EXERCISE GOAL: Reproduce the part of the records that opens at their start and closes with the line containing "M 153 355 L", leaving any pictures out of your answer.

----

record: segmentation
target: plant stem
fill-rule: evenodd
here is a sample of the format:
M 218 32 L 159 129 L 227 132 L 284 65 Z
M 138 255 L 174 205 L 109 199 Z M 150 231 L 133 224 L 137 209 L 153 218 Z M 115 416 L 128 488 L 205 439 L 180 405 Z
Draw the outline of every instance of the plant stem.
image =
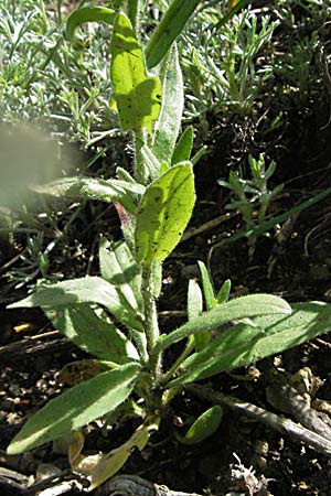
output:
M 153 355 L 153 349 L 159 338 L 159 323 L 157 305 L 154 300 L 154 280 L 153 272 L 150 265 L 145 266 L 142 269 L 141 278 L 141 291 L 143 298 L 143 311 L 145 311 L 145 333 L 147 338 L 147 352 L 149 357 Z M 151 362 L 151 371 L 159 371 L 160 369 L 160 355 L 156 356 Z

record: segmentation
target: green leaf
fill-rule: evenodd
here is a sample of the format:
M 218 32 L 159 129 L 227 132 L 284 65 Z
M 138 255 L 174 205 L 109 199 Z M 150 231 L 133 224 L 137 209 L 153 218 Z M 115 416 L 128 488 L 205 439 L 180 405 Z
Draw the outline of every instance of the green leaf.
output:
M 113 24 L 116 12 L 105 7 L 82 7 L 71 13 L 66 21 L 66 37 L 72 41 L 79 24 L 90 21 L 103 21 Z
M 194 177 L 190 162 L 169 169 L 142 196 L 135 233 L 137 258 L 151 265 L 174 249 L 194 205 Z
M 241 323 L 183 362 L 184 373 L 171 385 L 205 379 L 298 346 L 328 332 L 330 319 L 330 304 L 309 302 L 293 304 L 291 315 L 259 316 L 253 325 Z
M 9 308 L 41 306 L 54 309 L 55 306 L 70 306 L 77 303 L 104 305 L 116 319 L 128 326 L 143 331 L 141 317 L 137 315 L 136 310 L 127 304 L 115 285 L 98 277 L 87 276 L 39 288 L 35 293 L 9 305 Z
M 222 325 L 239 319 L 257 315 L 288 315 L 291 313 L 290 305 L 279 296 L 273 294 L 248 294 L 236 298 L 228 303 L 223 303 L 200 317 L 186 322 L 186 324 L 162 336 L 156 345 L 156 355 L 167 349 L 174 343 L 203 331 L 215 331 Z M 256 333 L 257 331 L 254 330 Z M 222 331 L 224 333 L 224 331 Z M 214 342 L 213 342 L 214 343 Z
M 207 271 L 205 265 L 201 260 L 197 261 L 197 265 L 199 265 L 201 279 L 202 279 L 205 305 L 206 305 L 206 310 L 209 312 L 210 310 L 212 310 L 216 306 L 217 300 L 214 294 L 213 282 L 211 280 L 211 277 L 209 274 L 209 271 Z
M 171 2 L 146 47 L 145 54 L 149 69 L 161 62 L 199 3 L 200 0 L 173 0 Z
M 139 364 L 127 364 L 74 386 L 47 402 L 23 425 L 8 446 L 18 454 L 44 444 L 115 410 L 131 393 Z
M 194 138 L 193 126 L 189 126 L 180 137 L 173 150 L 171 165 L 175 165 L 179 162 L 190 160 L 193 148 L 193 138 Z
M 110 322 L 103 309 L 81 303 L 52 310 L 43 308 L 43 311 L 54 327 L 84 352 L 117 364 L 139 360 L 132 343 Z
M 160 162 L 171 164 L 184 108 L 184 85 L 177 45 L 163 67 L 162 107 L 153 136 L 152 151 Z M 185 157 L 182 160 L 189 160 Z
M 126 211 L 135 214 L 137 212 L 137 197 L 143 194 L 145 186 L 118 180 L 65 177 L 41 186 L 33 186 L 33 191 L 68 198 L 118 202 Z
M 116 17 L 110 44 L 110 77 L 124 131 L 151 134 L 161 108 L 161 83 L 148 77 L 141 47 L 130 21 L 124 13 Z
M 212 435 L 218 428 L 223 417 L 223 408 L 215 405 L 204 411 L 195 422 L 190 427 L 184 436 L 177 435 L 182 444 L 201 443 Z

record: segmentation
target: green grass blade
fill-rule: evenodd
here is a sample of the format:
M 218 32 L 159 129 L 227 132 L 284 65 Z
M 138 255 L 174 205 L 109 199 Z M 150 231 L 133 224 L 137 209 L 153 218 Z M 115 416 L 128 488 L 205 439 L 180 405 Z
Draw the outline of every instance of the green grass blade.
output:
M 158 65 L 183 31 L 200 0 L 173 0 L 146 47 L 146 63 L 150 69 Z

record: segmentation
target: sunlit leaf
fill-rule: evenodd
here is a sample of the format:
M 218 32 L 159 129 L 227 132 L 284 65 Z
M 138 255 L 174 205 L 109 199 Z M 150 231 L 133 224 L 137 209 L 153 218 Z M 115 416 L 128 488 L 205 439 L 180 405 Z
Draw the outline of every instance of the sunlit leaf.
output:
M 124 131 L 152 132 L 161 108 L 161 83 L 147 76 L 141 47 L 130 21 L 116 17 L 111 37 L 110 76 Z
M 139 364 L 124 365 L 74 386 L 49 401 L 14 436 L 8 453 L 31 450 L 115 410 L 132 391 L 140 368 Z
M 150 184 L 137 214 L 136 249 L 139 261 L 162 261 L 185 229 L 195 201 L 192 165 L 169 169 Z

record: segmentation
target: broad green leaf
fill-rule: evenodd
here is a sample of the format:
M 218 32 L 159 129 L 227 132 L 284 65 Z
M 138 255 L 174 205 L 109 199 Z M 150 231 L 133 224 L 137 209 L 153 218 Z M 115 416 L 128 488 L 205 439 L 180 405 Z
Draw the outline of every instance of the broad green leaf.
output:
M 194 200 L 190 162 L 169 169 L 146 188 L 135 233 L 140 262 L 151 265 L 171 254 L 190 220 Z
M 183 364 L 183 374 L 171 382 L 191 382 L 224 370 L 250 365 L 261 358 L 298 346 L 330 330 L 331 305 L 296 303 L 291 315 L 258 316 L 224 331 Z
M 141 273 L 128 245 L 102 238 L 99 263 L 103 279 L 116 285 L 127 305 L 142 316 Z
M 209 274 L 207 268 L 201 260 L 197 261 L 197 265 L 199 265 L 201 279 L 202 279 L 204 301 L 205 301 L 206 310 L 209 312 L 210 310 L 212 310 L 216 306 L 217 300 L 215 299 L 213 282 Z
M 65 177 L 49 184 L 33 186 L 33 191 L 52 196 L 68 198 L 98 200 L 118 202 L 126 211 L 137 212 L 137 197 L 145 192 L 145 186 L 118 180 L 102 180 L 94 177 Z
M 190 160 L 193 148 L 193 126 L 189 126 L 180 137 L 171 158 L 171 165 Z
M 116 12 L 105 7 L 82 7 L 71 13 L 66 21 L 66 37 L 72 40 L 79 24 L 90 21 L 103 21 L 113 24 Z
M 182 444 L 201 443 L 212 435 L 218 428 L 223 417 L 223 408 L 220 405 L 209 408 L 190 427 L 185 435 L 177 435 Z
M 161 83 L 147 76 L 141 47 L 130 21 L 124 13 L 116 17 L 110 44 L 110 77 L 124 131 L 151 134 L 161 108 Z
M 217 328 L 221 328 L 222 325 L 234 320 L 257 315 L 289 315 L 290 313 L 290 305 L 281 298 L 274 296 L 273 294 L 248 294 L 247 296 L 236 298 L 228 303 L 216 306 L 210 312 L 205 312 L 197 319 L 186 322 L 186 324 L 172 331 L 167 336 L 160 337 L 156 345 L 154 353 L 158 354 L 164 351 L 172 344 L 178 343 L 191 334 L 204 331 L 216 331 Z M 255 333 L 258 333 L 258 330 L 254 331 Z M 222 334 L 225 331 L 222 331 Z
M 147 67 L 158 65 L 183 31 L 200 0 L 173 0 L 146 47 Z
M 84 352 L 117 364 L 139 360 L 132 343 L 116 328 L 103 309 L 81 303 L 67 308 L 43 308 L 43 311 L 54 327 Z
M 136 363 L 124 365 L 74 386 L 49 401 L 14 436 L 8 453 L 31 450 L 115 410 L 131 393 L 140 369 Z
M 175 44 L 164 63 L 163 74 L 162 106 L 153 134 L 152 151 L 160 162 L 170 166 L 184 108 L 184 85 Z M 185 157 L 182 160 L 189 159 L 190 157 Z
M 194 279 L 189 281 L 189 291 L 188 291 L 188 317 L 189 321 L 192 319 L 196 319 L 202 314 L 203 311 L 203 301 L 202 301 L 202 292 L 200 285 Z
M 127 304 L 117 288 L 98 277 L 85 277 L 57 282 L 39 288 L 35 293 L 9 305 L 10 309 L 22 306 L 70 306 L 77 303 L 98 303 L 106 306 L 116 319 L 128 326 L 143 331 L 140 315 Z

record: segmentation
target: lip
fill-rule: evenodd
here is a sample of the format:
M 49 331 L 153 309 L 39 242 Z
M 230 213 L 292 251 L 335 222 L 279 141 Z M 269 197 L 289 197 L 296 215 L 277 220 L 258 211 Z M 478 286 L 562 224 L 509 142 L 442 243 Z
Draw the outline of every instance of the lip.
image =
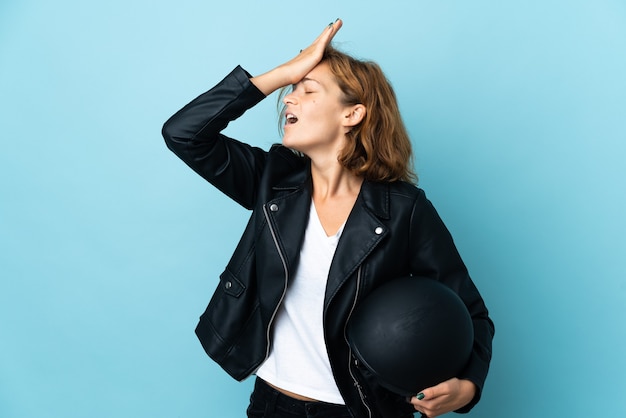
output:
M 298 122 L 298 116 L 293 112 L 285 112 L 284 118 L 285 118 L 285 126 L 294 125 L 295 123 Z M 292 118 L 295 119 L 294 123 L 289 122 Z

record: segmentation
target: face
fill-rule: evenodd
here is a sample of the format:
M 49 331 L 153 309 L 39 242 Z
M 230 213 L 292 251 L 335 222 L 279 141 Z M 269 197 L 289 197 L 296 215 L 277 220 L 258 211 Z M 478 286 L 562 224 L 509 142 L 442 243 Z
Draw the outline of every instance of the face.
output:
M 319 64 L 285 96 L 283 145 L 311 158 L 336 156 L 343 141 L 351 106 L 341 102 L 342 92 L 325 63 Z

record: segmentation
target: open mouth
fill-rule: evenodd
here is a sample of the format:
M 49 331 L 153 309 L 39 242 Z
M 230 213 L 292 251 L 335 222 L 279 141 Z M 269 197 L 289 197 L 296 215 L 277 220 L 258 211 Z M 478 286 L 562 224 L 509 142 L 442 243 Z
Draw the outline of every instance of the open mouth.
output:
M 298 121 L 298 118 L 296 117 L 296 115 L 294 115 L 293 113 L 287 113 L 285 114 L 285 123 L 287 125 L 293 125 L 294 123 L 296 123 Z

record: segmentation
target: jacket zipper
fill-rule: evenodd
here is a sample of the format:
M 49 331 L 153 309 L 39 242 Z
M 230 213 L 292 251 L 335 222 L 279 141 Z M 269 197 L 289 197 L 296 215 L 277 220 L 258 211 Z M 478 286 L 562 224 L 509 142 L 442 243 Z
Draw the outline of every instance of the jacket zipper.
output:
M 278 304 L 276 305 L 276 308 L 274 309 L 274 312 L 272 313 L 272 316 L 270 317 L 270 321 L 267 324 L 267 330 L 266 330 L 266 333 L 265 333 L 265 336 L 267 338 L 267 349 L 265 351 L 265 359 L 263 360 L 263 362 L 261 362 L 261 364 L 263 364 L 265 362 L 265 360 L 267 360 L 267 358 L 270 356 L 270 349 L 272 347 L 271 339 L 270 339 L 270 330 L 272 329 L 272 324 L 274 323 L 274 318 L 276 318 L 276 314 L 278 313 L 278 309 L 280 308 L 280 305 L 283 303 L 283 299 L 285 299 L 285 294 L 287 293 L 287 284 L 288 284 L 288 279 L 289 279 L 289 271 L 287 270 L 287 263 L 285 262 L 285 256 L 280 251 L 280 246 L 278 245 L 278 240 L 276 239 L 276 232 L 272 228 L 272 223 L 270 222 L 270 217 L 267 214 L 267 205 L 263 205 L 263 215 L 265 216 L 265 220 L 267 221 L 267 227 L 269 228 L 270 233 L 272 234 L 272 240 L 274 241 L 274 245 L 276 246 L 276 251 L 278 251 L 278 255 L 280 256 L 280 260 L 283 263 L 283 269 L 285 270 L 285 287 L 283 288 L 283 293 L 282 293 L 282 295 L 280 295 L 280 299 L 278 301 Z
M 361 266 L 359 266 L 359 270 L 357 272 L 356 292 L 354 293 L 354 302 L 352 303 L 352 307 L 350 308 L 350 312 L 348 313 L 348 319 L 346 320 L 346 323 L 345 323 L 345 325 L 343 327 L 343 338 L 346 341 L 346 344 L 348 344 L 348 347 L 350 347 L 350 344 L 348 342 L 348 335 L 347 335 L 348 322 L 350 321 L 350 318 L 352 317 L 352 313 L 354 312 L 354 309 L 356 307 L 356 302 L 357 302 L 357 300 L 359 298 L 359 290 L 360 289 L 361 289 Z M 352 348 L 350 348 L 348 350 L 348 372 L 350 373 L 350 377 L 352 377 L 352 381 L 354 383 L 354 386 L 357 388 L 357 390 L 359 392 L 359 397 L 361 398 L 361 403 L 363 403 L 363 406 L 365 406 L 365 409 L 367 410 L 367 416 L 371 418 L 372 417 L 372 410 L 370 409 L 369 405 L 365 401 L 365 395 L 363 394 L 363 388 L 361 387 L 361 384 L 357 380 L 356 376 L 354 376 L 354 373 L 352 372 L 352 367 L 350 367 L 351 364 L 352 364 Z

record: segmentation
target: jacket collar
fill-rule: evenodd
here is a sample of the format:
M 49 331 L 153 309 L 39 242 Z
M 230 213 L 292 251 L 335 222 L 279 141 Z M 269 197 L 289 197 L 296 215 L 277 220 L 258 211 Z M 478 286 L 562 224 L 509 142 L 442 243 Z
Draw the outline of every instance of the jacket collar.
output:
M 309 193 L 312 190 L 310 162 L 307 162 L 305 170 L 292 171 L 273 188 L 274 190 L 296 190 L 302 187 L 308 188 Z M 365 205 L 372 214 L 381 219 L 389 219 L 389 184 L 365 180 L 361 185 L 358 200 L 357 203 Z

----

THE REPLY:
record: segmentation
target: plant stem
fill-rule: evenodd
here is a sample of the format:
M 218 32 L 159 129 L 227 132 L 284 65 Z
M 138 255 L 174 205 L 109 199 Z M 150 231 L 133 224 L 137 209 L 153 218 Z M 115 416 L 128 488 L 205 439 L 180 405 Z
Draw the outline of every instance of the plant stem.
image =
output:
M 153 355 L 153 349 L 159 338 L 159 323 L 157 305 L 154 300 L 154 280 L 153 272 L 150 265 L 145 266 L 142 269 L 141 278 L 141 291 L 143 298 L 143 311 L 145 311 L 145 333 L 147 338 L 147 352 L 149 357 Z M 151 362 L 151 371 L 159 371 L 160 369 L 160 355 L 156 356 Z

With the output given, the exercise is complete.